CEP 20.000 :: Chelpa Ferro, Os Outros, Gabriel Muzak, etc
Seria cretino não admitir que foi a minha primeira vez no tradicionalíssimo CEP 20.000. Foi e foi sem querer. Na verdade, eu nem sabia que o show do Chelpa Ferro aconteceria dentro do CEP (Centro de Experimentação Poética). Só sabia que ia acontecer no Sérgio Porto. Fiquei surpreso e feliz ao abrir a porta e dar de cara com aquele cartaz amarelo, de letras vermelhas que indicavam o nome do evento. Era como se eu tivesse pagando uma velha dívida comigo mesmo. Na verdade, não sei nem bem a(s) razão(ões) que ao longo do tempo me fizeram nunca ter ido dar um confere no famoso evento organizado pelo poeta Chacal. Na verdade, uma vez eu até tinha chegado a ir, mas por alguma razão acabei não entrando. Nunca ter ido ao CEP era um lance meio pra se esconder. Trabalhando nessa área de música, cultura independente, isso é tão vergonhoso quanto admitir que nunca beijou ninguém aos 16 anos. Quem passou (passa ou passar) por isso me entende(rá).
Mas enfim, uma vez lá, feliz fiquei. Em quem chega desavisado, rapidamente se instala a sensação de ter voltado uns 30, 40 anos no tempo, dentro daquela nostalgia do que não se viveu. Pra quem tem menos de 30 primaveras, as décadas de 1960 e 1970 são uma quimera estranhamente excitante. O clima do CEP 20000 me lembrava tudo o que não vivi naquelas reuniões subversivas, de artistas marginais, muitos malucos, pouco sentido, algumas surpresas, algumas promessas. Arte em estado bruto. Já cheguei ouvindo uma discussão sobre psicodelia e lucidez. O que era mais profícuo? O papo corria como se uma decisão maniqueísta, sobre qual dos dois estados espirituais/mentais era melhor, fosse solucionar os problemas do mundo. “Será que o Chelpa já tinha tocado?”, pensava eu. Não conhecia ninguém ali. Não sabia pra quem perguntar. "E com vocês, Os Outros!”, bradou Chacal. A banda disse que ainda não dava pra começar e continuou arrumando o som por mais alguns minutos. Enquanto isso, microfone aberto, idéias rolando. Deu uns minutinhos e o show começou.

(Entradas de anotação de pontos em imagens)

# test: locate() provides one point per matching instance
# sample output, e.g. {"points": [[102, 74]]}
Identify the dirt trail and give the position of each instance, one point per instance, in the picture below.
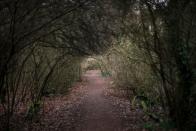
{"points": [[98, 113], [91, 105]]}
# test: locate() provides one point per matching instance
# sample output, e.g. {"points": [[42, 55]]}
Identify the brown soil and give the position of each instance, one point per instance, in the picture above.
{"points": [[91, 105]]}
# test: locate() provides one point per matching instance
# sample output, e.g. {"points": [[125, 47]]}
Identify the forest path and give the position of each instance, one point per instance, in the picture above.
{"points": [[91, 105], [97, 112]]}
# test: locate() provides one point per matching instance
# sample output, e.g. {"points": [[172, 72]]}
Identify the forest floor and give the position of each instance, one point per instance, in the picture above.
{"points": [[91, 105]]}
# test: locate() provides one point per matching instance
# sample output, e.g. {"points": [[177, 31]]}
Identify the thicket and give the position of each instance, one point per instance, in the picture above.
{"points": [[148, 46], [154, 57], [43, 43]]}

_Requisitos da tarefa:_
Retome o relato sobre o CEP 20.000 logo após a última frase apresentada e dê continuidade a ele. As linhas não têm relação alguma com o relato sobre o CEP 20.000.

_Resposta da tarefa:_
Os Outros é a banda do jovem-chato do programa Comentário Geral, da TVE, o tal do Vítor Paiva. Não conheço o rapaz, pode até ser que ele seja gente-boa, mas as intervenções que ele faz na tv, com seus pensamentos rasos, são pra lá de entediantes. Ao lado de cabeças-pensantes bacanas, Vítor tece comentários inteligentes, mais tristes que os de uma puta no Barbarella às sete. E já que citei Cazuza, vale dizer que ele está de volta. Depois do Rockz (que eu vi no mesmo Sérgio Porto, há algumas semanas), Os Outros também trazem uma onda meio assim. As letras vão pela onda dos exageros do amor e do cinismo. As interpretações vocais também têm umas deixas meio cazuzianas, mas falta paixão ao contido crooner. Se ele se jogar mais inteiro no rock’n roll - sobretudo no aspecto cênico - a banda tende a ganhar. As letras são legais, melhores do que o que Vítor fala na tv. De repente, as letras até são dele e, se for, vai nessa garoto! A banda é legal, divertida e todos se saem relativamente bem, com destaque para Papel, o guitarrista advindo do Fazenda Modelo.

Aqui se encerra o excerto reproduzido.